_Tugas 1:_ Tulis ulang bagian artikel tentang perilaku anarkis remaja, mulai dari "Psikolog yang juga" dan terus hingga "anak menjadi terabaikan.". Ganti "urusan pribadi" dengan "pekerjaan".
_Tugas 2:_ Menurut artikel tentang perilaku anarkis remaja, di fakultas dan universitas mana Evita menjadi dosen?
_Tugas 3:_ Lanjutkan artikel tentang perilaku anarkis remaja setelah kalimat terakhirnya.

_Kutipan:_
Rabu 19 Mar 2014 13:05 WIB

Mengapa Remaja Bisa Berperilaku Anarkis?

Rep: Desy Susilawati/ Red: Indira Rezkisari
Tawuran pelajar
Foto: Rakhmawaty La'lang/Republika
Tawuran pelajar

REPUBLIKA.CO.ID, Kasus kekerasan yang dilakukan oleh remaja makin banyak terjadi. Kenapa anak bisa berperilaku anarkis seperti itu?

Psikolog yang juga Dosen pada Fakultas Ilmu Pendidikan Universitas Negeri Jakarta (UNJ), Evita, mengatakan untuk menghindari agar anak tidak memiliki perilaku yang anarkis, orang tua perlu mengajarkan dan mengembangkan sisi sosial emosional anak.

Sayangnya, banyak orang tua yang lebih mementingkan urusan pribadi dibanding urusan anaknya. Sehingga anak menjadi terabaikan.

Mereka mengganggap urusan anak adalah urusan belakangan dan mereka juga menyerahkan pendidikan anak pada guru di sekolah. “Kalau urusan anak ditunda-tunda, anak jadi mendapatkan pembenaran dari apa yang ia lakukan, walaupun itu salah. Sebab tidak ada koreksi dari orang tua,” jelasnya.

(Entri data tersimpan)
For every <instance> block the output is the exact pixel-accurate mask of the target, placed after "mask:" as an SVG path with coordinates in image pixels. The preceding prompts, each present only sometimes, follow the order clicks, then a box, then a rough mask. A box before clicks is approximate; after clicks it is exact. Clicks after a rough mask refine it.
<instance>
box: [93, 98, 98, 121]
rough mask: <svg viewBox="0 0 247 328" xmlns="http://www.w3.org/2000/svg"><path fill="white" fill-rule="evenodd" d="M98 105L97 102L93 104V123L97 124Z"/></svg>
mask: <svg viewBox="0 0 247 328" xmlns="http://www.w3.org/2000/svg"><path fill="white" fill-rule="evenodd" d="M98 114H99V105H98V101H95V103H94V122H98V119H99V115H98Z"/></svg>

_Jawaban Anda 1:_
Psikolog yang juga Dosen pada Fakultas Ilmu Pendidikan Universitas Negeri Jakarta (UNJ), Evita, mengatakan untuk menghindari agar anak tidak memiliki perilaku yang anarkis, orang tua perlu mengajarkan dan mengembangkan sisi sosial emosional anak.

Sayangnya, banyak orang tua yang lebih mementingkan pekerjaan dibanding urusan anaknya. Sehingga anak menjadi terabaikan.

_Jawaban Anda 2:_ Evita menjadi dosen di Fakultas Ilmu Pendidikan Universitas Negeri Jakarta (UNJ).

_Jawaban Anda 3:_
Apalagi anak usia remaja. Saat ini sisi emosional anak meningkat tinggi. Ini akibat adanya perubahan dalam diri mereka. Mereka memiliki jiwa yang tidak stabil. Karena itu, menurutnya, orang tua penting berada disamping anak saat anak usia remaja sekitar 12 sampai 18 tahun  dan menuju dewasa, tak hanya saat SD.

“Anak usia remaja butuh penerimaan dari orang tuanya atas kondisi mereka yang belum stabil itu. Sebab, anak usia remaja masih berfikir idealis, emosinya turun naik dan suka mencari perhatian. Karena itu mereka perlu orang dewasa yang mengerti mereka,” paparnya.

Evita menegaskan sesibuk apapun orang tua, orang tua harus menyadari bahwa anak memerlukan bimbingan. Sedini mungkin, sejak anak mulai mengerti lingkungan, orang tua harus mengembangkan emosi positif anak.

Caranya bisa dengan memberikan pujian saat anak melakukan hal yang baik dan benar. Misalnya saat anak menolong temannya yang jatuh. Katakan pada anak, “Bagus sekali nak, kamu menolong temanmu.”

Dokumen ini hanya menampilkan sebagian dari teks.